What This Is
I found 10 enterprise SAS drives at a local sale for 50 bucks total. Thats 1.2TB each, 10K RPM, enterprise grade. Seemed like an absolute steal.
It wasnt. SAS drives need special controllers. Some have weird power connectors that dont fit standard SATA power. And 7 spinning 10K drives in a standard case turns into an oven real fast.
What followed was a month of sourcing parts, discovering incompatible connectors, 3D printing drive racks, and eventually running the storage outside the case with a dedicated fan blowing on it. Total cost landed around $320.
Final setup: 5.46TB usable in RAID-Z2, running TrueNAS SCALE, with two 3D printed drive racks bolted to the outside of the case.
The Parts
| Component | What I Got | Cost |
|---|---|---|
| System | Intel i5-11400, ASRock B660M Pro RS, 32GB DDR4-3600 (2x16GB) | $190 |
| HBA Card | LSI 9207-8i in IT mode | $35 |
| SAS Cables | 2x SFF-8087 to 4x SATA with power built in | $30 |
| Storage | 10x Seagate 1.2TB 10K RPM SAS drives | $50 |
| Boot Drive | 128GB NVMe M.2 SSD | $15 |
| 3D Printed Racks | Black PETG CF | ~$3 in filament |
| Total | $320 |
Storage config: RAID-Z2 with 7 drives = 5.46TB usable. Survives any 2 drives dying at once.
Week 1: SAS Power Connector Surprise

Some of these enterprise SAS drives have a raised section between the data and power connectors. Standard SATA power plugs physically cannot fit. You only find this out when youre holding the cable and it just wont go in.
Three out of my ten drives had this issue. Instead of returning them I went all-in on SFF-8087 cables that have power integrated. The cable carries both data and power so you never touch the drives SATA power port at all.
Week 2: CPU Generation Matters
I originally looked at 6th-8th gen Intel systems to save money. Big mistake: those cap out at DDR4-2400. My DDR4-3600 RAM would run at two-thirds speed.
Found an i5-11400 system for $190. Supports DDR4-3200 which is close enough. The extra 30-50 bucks over older hardware was worth not wasting the RAM.
Week 3: Motherboard Assembly

Basic assembly. Intel stock cooler is fine for a 65W CPU. LSI HBA card went in the PCIe x8 slot. 2x16GB RAM.

#### Work to complete
[a] In the storage server build post, rewrite the paragraph beginning "Three out of my ten drives" as a short bulleted list that keeps its main facts.
[b] Translate this sentence from the storage server build post into Spanish: "Standard SATA power plugs physically cannot fit."
[c] List every component category named in the parts table of the storage server build post. Leave out the total row.

#### Dataset extract
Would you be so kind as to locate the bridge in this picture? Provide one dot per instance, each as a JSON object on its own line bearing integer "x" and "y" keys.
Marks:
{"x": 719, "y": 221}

#### Answers to the exercises
[a]
- Three of the ten drives had the connector problem.
- Instead of returning them, the builder switched to SFF-8087 cables with integrated power.
- These cables carry both data and power, so the drives' SATA power port is never used.

[b] Los conectores de alimentación SATA estándar no pueden encajar físicamente.

[c]
- System
- HBA Card
- SAS Cables
- Storage
- Boot Drive
- 3D Printed Racks